(Dataset entries)
◆ ◆ ◆
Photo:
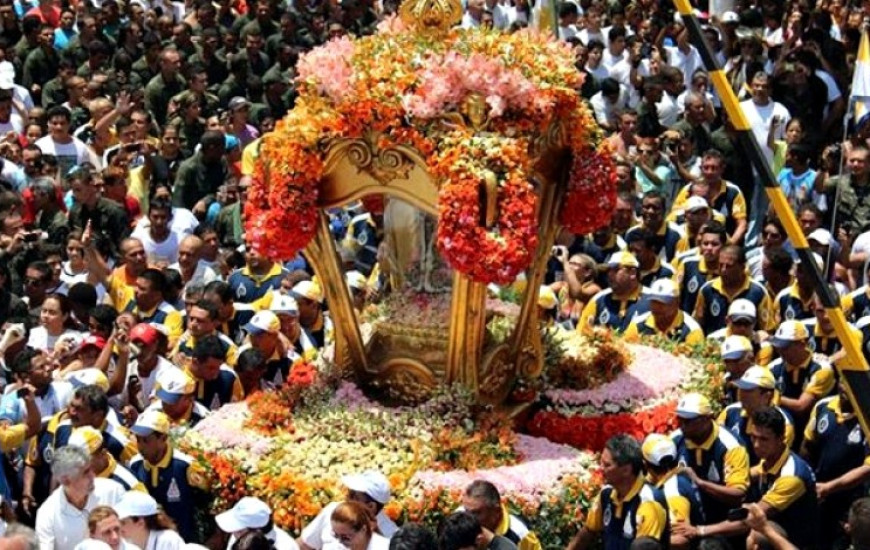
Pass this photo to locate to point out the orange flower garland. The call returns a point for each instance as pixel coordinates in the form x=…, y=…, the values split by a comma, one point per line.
x=529, y=83
x=496, y=254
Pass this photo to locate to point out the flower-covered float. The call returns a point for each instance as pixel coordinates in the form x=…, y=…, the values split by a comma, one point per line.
x=290, y=447
x=479, y=148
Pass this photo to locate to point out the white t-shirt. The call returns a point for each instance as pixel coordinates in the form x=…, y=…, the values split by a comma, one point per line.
x=61, y=526
x=759, y=118
x=68, y=154
x=318, y=534
x=164, y=540
x=15, y=124
x=183, y=222
x=40, y=338
x=279, y=538
x=159, y=253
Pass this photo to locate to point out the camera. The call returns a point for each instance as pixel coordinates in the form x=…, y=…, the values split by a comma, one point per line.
x=738, y=514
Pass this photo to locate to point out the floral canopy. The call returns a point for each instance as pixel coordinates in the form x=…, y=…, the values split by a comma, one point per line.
x=473, y=103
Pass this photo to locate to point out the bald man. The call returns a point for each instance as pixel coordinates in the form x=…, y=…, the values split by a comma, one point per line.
x=189, y=264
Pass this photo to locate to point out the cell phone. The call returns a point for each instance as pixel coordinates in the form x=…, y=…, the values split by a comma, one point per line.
x=738, y=514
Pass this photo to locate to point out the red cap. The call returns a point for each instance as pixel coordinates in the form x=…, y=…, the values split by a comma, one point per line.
x=93, y=340
x=145, y=333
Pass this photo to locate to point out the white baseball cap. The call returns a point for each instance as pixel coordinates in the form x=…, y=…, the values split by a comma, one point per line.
x=664, y=290
x=657, y=447
x=173, y=384
x=756, y=377
x=371, y=482
x=820, y=262
x=308, y=289
x=788, y=332
x=355, y=280
x=248, y=513
x=283, y=304
x=263, y=321
x=730, y=17
x=821, y=236
x=734, y=347
x=136, y=504
x=742, y=308
x=693, y=405
x=697, y=203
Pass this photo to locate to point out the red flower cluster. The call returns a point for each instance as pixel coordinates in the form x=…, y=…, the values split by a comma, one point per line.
x=494, y=254
x=302, y=374
x=592, y=432
x=281, y=211
x=591, y=195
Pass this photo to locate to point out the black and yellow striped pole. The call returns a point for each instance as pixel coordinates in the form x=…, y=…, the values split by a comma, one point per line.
x=853, y=369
◆ ◆ ◆
Transcribe the whole listing, character for character, but not its images.

Solution below:
Photo:
Pass this photo to locate to point out the orange flower garland. The call returns a point for each instance as pixel coordinates in the form x=…, y=…, the values split by a comma, one point per line.
x=529, y=83
x=496, y=254
Pass this photo to locate to point out the flower-covered float. The call returns a point for each instance as pixel coordinates in the form x=…, y=…, the values split by a comma, one point per line.
x=290, y=447
x=479, y=148
Pass this photo to locate to point out the white t-shirt. The call returns a point for each instance as pixel coordinates in the form x=…, y=…, the values split by a comma, one point per line.
x=61, y=526
x=759, y=118
x=68, y=154
x=318, y=534
x=164, y=540
x=15, y=124
x=183, y=222
x=40, y=338
x=279, y=538
x=159, y=253
Pass this photo to locate to point out the camera. The call returns a point for each instance as pixel coordinates in the form x=…, y=…, the values split by a comma, one point per line.
x=738, y=514
Pass this photo to locate to point out the floral canopy. The call returns a point for each instance as pixel coordinates in the form x=…, y=…, the values split by a comma, one point per line.
x=473, y=103
Pass this photo to locate to point out the bald man. The call returns a point for each instance as pixel coordinates in the form x=…, y=…, the values split by a comma, one point per line.
x=189, y=264
Pass this photo to locate to point out the cell phone. The call returns a point for each instance as pixel coordinates in the form x=…, y=…, the values split by a comma, one point per line.
x=738, y=514
Pass this photo to locate to point out the red cap. The call returns a point for each instance as pixel coordinates in the form x=…, y=…, the values split by a comma, one point per line.
x=93, y=340
x=145, y=333
Pass this photo to locate to point out the white baseball cap. The call returns a point for each instance as pixel coordinates in the form x=…, y=…, the values split by a comma, one point per line.
x=664, y=290
x=657, y=447
x=173, y=384
x=756, y=377
x=371, y=482
x=820, y=262
x=308, y=289
x=788, y=332
x=355, y=280
x=248, y=513
x=283, y=304
x=263, y=321
x=730, y=17
x=821, y=236
x=734, y=347
x=136, y=504
x=742, y=308
x=693, y=405
x=697, y=203
Pass this photo to locate to point out the red flower cluster. The call returns a point for each instance as pixel coordinates in the form x=…, y=…, the values split by a comma, one point per line.
x=494, y=254
x=302, y=374
x=592, y=432
x=281, y=211
x=591, y=195
Pass this photo to locate to point out the black and yellow striped pole. The call returns a point for each instance as pixel coordinates in the form x=…, y=…, the values split by a comma, one point per line.
x=853, y=369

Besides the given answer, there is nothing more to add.